[Referring expression data]

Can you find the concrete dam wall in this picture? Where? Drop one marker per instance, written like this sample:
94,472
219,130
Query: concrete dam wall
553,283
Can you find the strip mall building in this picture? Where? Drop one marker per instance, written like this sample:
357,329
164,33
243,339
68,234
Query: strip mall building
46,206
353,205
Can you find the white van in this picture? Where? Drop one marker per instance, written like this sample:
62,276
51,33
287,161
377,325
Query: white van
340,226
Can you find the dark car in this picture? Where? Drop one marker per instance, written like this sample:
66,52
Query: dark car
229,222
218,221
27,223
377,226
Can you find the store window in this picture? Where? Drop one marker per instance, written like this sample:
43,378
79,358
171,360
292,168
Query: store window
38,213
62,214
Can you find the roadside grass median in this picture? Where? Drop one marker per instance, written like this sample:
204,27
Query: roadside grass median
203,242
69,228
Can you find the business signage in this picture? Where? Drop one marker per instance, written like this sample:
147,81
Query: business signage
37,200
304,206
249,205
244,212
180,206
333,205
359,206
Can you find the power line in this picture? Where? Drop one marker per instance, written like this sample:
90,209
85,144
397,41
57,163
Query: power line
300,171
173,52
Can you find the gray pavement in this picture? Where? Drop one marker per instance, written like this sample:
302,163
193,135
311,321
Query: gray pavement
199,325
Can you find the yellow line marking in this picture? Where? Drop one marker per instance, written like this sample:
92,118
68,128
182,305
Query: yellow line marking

What to work on: Report all lines of the data that include the word "marking".

Response to the exercise:
Can you find the yellow line marking in this picture? Where? Drop one marker per instance, written like this sample:
Query: yellow line marking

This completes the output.